**PROBLEM TO WORK ON**
Output, word for word, every line from the line with "Camera-trap tally: mark every instance of the pale" through the final line of the data below.

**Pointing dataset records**
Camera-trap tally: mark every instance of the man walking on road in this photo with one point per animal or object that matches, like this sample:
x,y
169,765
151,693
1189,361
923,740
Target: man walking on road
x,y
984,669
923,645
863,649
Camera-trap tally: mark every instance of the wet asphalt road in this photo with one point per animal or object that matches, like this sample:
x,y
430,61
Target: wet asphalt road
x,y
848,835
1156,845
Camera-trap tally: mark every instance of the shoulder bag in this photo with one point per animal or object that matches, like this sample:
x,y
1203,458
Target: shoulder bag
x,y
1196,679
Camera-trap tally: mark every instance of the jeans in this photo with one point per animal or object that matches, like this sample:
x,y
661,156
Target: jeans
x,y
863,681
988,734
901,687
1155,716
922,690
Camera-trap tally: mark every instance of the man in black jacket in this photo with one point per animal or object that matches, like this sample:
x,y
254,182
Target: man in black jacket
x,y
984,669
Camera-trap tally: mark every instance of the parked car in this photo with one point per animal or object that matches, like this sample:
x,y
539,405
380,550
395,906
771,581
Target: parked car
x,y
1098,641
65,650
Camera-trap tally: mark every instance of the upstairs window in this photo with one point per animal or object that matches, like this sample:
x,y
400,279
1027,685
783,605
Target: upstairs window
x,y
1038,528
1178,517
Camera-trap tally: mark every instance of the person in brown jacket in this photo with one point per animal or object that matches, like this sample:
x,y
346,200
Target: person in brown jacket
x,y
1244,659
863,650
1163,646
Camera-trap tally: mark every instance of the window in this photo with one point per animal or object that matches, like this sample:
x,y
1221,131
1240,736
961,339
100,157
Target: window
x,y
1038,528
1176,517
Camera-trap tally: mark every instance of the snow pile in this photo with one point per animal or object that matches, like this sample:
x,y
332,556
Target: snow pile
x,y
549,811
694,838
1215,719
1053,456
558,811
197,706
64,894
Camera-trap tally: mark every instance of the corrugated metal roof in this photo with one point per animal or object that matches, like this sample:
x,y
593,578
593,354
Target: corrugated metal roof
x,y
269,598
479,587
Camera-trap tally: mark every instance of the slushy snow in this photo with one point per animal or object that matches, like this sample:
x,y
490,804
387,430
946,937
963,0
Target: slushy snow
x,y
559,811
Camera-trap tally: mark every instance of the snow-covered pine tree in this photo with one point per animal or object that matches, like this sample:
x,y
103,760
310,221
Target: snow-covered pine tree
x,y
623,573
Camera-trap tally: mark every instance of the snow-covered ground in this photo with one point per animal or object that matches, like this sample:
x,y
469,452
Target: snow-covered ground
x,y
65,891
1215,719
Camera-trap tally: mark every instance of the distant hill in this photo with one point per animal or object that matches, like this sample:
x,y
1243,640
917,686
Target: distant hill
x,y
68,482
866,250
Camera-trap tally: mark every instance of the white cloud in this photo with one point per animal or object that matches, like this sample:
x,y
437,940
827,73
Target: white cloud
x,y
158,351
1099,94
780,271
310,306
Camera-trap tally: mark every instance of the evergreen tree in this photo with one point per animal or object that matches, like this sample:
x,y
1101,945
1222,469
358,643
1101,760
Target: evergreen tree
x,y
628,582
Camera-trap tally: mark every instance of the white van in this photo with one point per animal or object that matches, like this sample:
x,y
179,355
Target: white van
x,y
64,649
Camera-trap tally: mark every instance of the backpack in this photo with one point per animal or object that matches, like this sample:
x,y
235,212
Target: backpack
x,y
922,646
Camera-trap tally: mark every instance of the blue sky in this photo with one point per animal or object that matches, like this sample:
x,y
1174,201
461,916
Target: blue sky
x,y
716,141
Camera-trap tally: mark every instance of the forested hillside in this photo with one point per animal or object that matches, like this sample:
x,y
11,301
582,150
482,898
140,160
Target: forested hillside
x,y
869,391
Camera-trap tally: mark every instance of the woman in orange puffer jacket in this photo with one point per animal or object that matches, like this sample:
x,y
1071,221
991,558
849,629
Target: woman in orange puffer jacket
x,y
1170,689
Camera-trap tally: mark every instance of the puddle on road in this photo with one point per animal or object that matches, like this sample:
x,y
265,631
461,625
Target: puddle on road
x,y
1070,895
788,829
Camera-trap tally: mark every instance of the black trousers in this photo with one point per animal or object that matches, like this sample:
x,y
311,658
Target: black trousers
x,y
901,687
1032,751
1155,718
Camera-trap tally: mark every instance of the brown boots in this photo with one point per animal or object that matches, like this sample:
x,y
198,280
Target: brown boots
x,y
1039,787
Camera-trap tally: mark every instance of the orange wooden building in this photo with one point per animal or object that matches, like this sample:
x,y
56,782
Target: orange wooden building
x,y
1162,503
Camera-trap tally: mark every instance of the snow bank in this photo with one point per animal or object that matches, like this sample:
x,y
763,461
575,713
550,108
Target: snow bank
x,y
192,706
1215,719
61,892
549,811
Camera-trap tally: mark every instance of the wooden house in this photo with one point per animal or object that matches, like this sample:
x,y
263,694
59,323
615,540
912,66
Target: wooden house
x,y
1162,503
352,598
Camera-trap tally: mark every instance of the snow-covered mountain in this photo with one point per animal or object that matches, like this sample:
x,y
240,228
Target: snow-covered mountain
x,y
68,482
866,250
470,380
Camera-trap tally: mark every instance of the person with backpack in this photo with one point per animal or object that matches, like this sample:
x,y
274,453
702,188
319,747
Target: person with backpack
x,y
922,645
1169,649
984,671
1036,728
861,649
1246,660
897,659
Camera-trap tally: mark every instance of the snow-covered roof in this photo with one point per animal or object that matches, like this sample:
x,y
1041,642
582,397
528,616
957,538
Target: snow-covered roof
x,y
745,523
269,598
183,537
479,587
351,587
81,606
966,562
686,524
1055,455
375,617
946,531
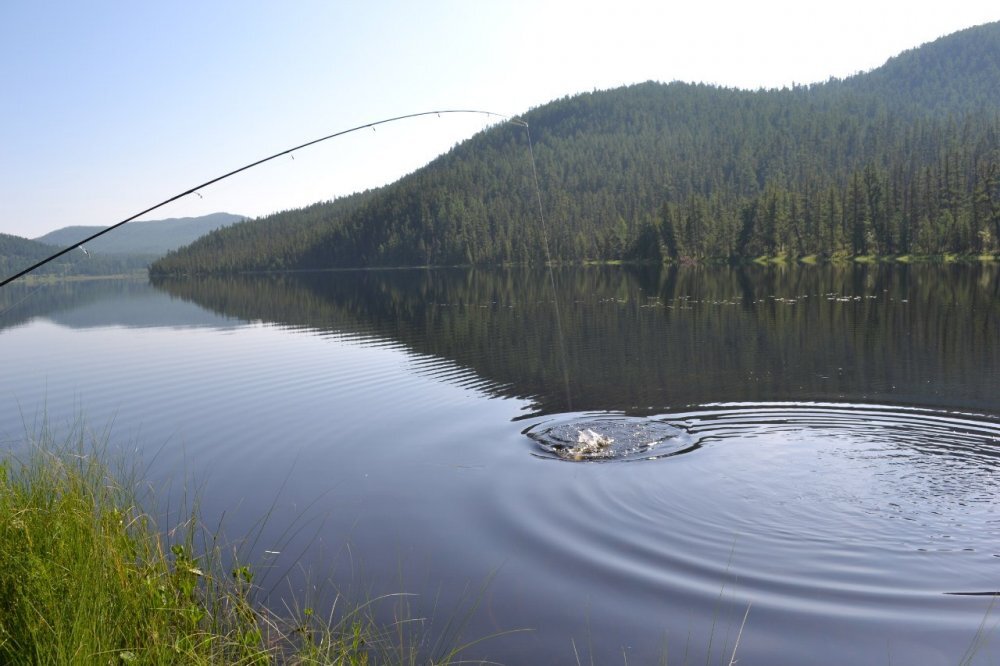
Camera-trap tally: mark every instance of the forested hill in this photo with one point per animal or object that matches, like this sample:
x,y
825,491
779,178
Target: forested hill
x,y
151,237
901,160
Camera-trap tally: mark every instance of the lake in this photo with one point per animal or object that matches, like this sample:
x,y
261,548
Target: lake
x,y
813,448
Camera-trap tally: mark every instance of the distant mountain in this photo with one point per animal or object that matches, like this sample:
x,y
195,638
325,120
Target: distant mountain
x,y
152,237
18,253
128,249
901,160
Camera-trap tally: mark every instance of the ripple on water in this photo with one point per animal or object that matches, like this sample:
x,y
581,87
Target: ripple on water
x,y
823,509
608,437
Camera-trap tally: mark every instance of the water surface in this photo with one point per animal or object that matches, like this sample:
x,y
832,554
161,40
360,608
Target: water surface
x,y
816,444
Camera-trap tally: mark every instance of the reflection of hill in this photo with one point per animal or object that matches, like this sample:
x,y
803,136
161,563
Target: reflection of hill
x,y
87,304
644,341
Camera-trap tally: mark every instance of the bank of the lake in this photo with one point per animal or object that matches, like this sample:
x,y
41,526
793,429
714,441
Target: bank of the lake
x,y
86,577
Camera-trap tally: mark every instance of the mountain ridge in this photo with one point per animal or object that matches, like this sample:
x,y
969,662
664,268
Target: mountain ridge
x,y
904,159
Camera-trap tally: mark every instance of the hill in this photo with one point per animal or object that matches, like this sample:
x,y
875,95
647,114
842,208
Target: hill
x,y
904,159
17,253
156,237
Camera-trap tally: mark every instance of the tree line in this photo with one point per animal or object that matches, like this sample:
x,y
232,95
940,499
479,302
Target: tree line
x,y
901,160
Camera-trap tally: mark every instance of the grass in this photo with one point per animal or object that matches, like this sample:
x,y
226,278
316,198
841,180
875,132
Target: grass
x,y
87,578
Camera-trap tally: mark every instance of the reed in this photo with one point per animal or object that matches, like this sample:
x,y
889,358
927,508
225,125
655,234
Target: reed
x,y
87,578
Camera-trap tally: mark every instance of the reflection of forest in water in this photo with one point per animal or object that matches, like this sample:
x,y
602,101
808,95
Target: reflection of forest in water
x,y
643,340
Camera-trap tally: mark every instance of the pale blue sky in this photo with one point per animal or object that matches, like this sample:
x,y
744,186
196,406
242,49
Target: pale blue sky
x,y
110,107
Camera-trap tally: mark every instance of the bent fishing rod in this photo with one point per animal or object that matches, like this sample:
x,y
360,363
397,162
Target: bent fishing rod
x,y
289,151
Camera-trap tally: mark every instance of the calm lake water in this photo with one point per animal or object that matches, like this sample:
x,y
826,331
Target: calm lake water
x,y
819,445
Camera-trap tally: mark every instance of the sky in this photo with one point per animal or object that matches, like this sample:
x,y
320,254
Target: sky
x,y
108,108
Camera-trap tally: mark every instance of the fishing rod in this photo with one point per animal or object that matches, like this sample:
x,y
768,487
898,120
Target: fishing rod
x,y
289,151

**TASK RESPONSE**
Camera-trap tally: mark every instance of the pale blue sky in this photo with one point per animal or object that matches, like this sample:
x,y
744,186
196,406
242,49
Target: pale blue sky
x,y
110,107
Camera-trap tally: mark every instance of the bent fishing rod in this photo with one point per animal or object that matches, like this sample:
x,y
360,363
397,162
Target: bent fishing rod
x,y
289,151
Camera-trap tally: mark every instance of the calm lake water in this photo with one point per animal or object that matches, like this sample:
x,y
826,331
Target: calm lake water
x,y
819,445
Camera-trap tally: mark every instance of the sky in this photo with one point per animal or object that matches, like this sample:
x,y
320,254
Target: sky
x,y
108,108
Camera-trap tally: mark every instance of the fishing rod in this photo with one point per animal or object that matches, like this sample:
x,y
768,487
898,120
Target: fishing rod
x,y
289,151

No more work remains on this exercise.